** Records provided **
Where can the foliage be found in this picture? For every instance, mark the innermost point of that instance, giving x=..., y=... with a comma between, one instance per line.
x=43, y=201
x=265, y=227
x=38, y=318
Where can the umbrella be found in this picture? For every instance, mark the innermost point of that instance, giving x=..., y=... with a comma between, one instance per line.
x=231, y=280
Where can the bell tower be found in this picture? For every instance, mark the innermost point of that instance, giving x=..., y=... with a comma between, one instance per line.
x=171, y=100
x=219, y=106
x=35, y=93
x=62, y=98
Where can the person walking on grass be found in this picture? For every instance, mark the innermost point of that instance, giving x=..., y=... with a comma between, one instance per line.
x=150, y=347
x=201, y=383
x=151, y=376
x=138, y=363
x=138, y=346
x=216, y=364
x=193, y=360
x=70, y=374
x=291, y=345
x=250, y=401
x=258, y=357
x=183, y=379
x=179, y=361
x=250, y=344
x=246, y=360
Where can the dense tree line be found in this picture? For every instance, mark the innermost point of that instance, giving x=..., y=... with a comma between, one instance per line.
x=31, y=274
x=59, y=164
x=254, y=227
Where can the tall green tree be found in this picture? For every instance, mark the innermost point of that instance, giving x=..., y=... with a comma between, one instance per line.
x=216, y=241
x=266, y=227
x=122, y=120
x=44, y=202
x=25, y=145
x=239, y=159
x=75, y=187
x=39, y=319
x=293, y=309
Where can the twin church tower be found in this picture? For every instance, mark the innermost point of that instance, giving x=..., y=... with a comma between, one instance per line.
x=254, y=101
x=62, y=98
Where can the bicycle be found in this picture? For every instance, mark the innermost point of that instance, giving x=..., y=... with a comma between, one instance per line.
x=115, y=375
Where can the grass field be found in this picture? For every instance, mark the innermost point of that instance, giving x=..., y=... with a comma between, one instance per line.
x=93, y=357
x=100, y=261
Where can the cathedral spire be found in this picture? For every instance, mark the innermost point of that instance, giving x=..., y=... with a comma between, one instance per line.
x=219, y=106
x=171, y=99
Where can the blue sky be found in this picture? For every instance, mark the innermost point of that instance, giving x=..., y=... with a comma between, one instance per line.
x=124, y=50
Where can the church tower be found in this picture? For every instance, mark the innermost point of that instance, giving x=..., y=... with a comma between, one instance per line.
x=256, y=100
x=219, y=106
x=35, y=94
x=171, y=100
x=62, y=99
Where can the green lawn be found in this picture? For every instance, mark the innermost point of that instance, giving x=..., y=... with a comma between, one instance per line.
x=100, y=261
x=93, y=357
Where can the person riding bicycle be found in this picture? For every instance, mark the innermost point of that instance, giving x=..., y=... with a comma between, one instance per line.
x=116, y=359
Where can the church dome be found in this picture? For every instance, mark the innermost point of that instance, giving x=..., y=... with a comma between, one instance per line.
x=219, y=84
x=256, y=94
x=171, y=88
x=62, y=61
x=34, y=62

** What to work on **
All of the data above needs to be written out exactly.

** Expected answer **
Where can the foliage be found in this picture? For every instance, mark the innermost point of that instance, giving x=..., y=... with a comma between, one instance per line.
x=43, y=201
x=265, y=227
x=38, y=318
Where can the umbrella be found in this picture? For every instance, mark the innermost point of that instance, giving x=..., y=... with a comma between, one instance per line.
x=231, y=280
Where can the bell tower be found in this picture? For every instance, mark the innermost point of that instance, giving x=..., y=... with a comma between, one instance per line.
x=171, y=100
x=219, y=106
x=35, y=93
x=62, y=98
Where can the person walking on grass be found in this picture? For every instance, mark the innermost point of that instance, giving x=..., y=... with a comma between, one instance per line.
x=150, y=347
x=201, y=383
x=151, y=376
x=138, y=363
x=138, y=346
x=216, y=364
x=193, y=360
x=70, y=374
x=291, y=345
x=250, y=401
x=258, y=357
x=183, y=379
x=179, y=361
x=250, y=344
x=246, y=360
Where can the dense tree line be found in this picture? For every instance, mark the innermost point of that instance, giving x=..., y=... with a comma between, one instance per line.
x=31, y=274
x=59, y=164
x=254, y=227
Where can the tall green tree be found in this picture? For every instance, mark the innermost point of that instance, giving x=..., y=... with a comma between, one instance per line.
x=216, y=241
x=266, y=227
x=122, y=120
x=44, y=202
x=25, y=145
x=239, y=159
x=75, y=187
x=39, y=319
x=293, y=309
Where can the twin church tower be found in this picture? For every instance, mark the innermost point of that instance, giving x=..., y=... with a comma between, one instance per line.
x=254, y=101
x=62, y=98
Where can the bicycle be found in this picture? For every instance, mark the innermost point of that instance, giving x=..., y=... with a comma between, one instance per line.
x=115, y=375
Where can the grass field be found in this picture? For every instance, mark the innermost point of that instance, giving x=..., y=... with a comma between, one instance per line.
x=93, y=357
x=100, y=261
Where can the cathedral spire be found in this picture? For every instance, mark the innermost point of that instance, giving x=..., y=... with a comma between, one instance per line.
x=219, y=106
x=171, y=99
Where can the blue sky be found in this picture? For every instance, mark the innermost point of that instance, giving x=..., y=... with a comma between, one instance per line.
x=124, y=50
Where can the church tower be found in this picture? For every instance, mark the innermost point of that instance, giving x=..., y=... with a comma between, one instance per line.
x=256, y=100
x=219, y=106
x=35, y=94
x=171, y=100
x=62, y=99
Where can the green lawn be found in this picture? For every instance, mark the innermost point of that instance, giving x=..., y=... with a comma between, one instance per line.
x=100, y=261
x=93, y=357
Where can the person riding bicycle be found in this picture? For every instance, mark the innermost point of that instance, giving x=..., y=... with a comma between, one instance per line.
x=116, y=359
Where can the church dome be found in this picture? For every instance, mark the innermost point of that instance, giving x=..., y=... with a comma between, one instance per line.
x=219, y=84
x=256, y=94
x=171, y=88
x=62, y=61
x=34, y=62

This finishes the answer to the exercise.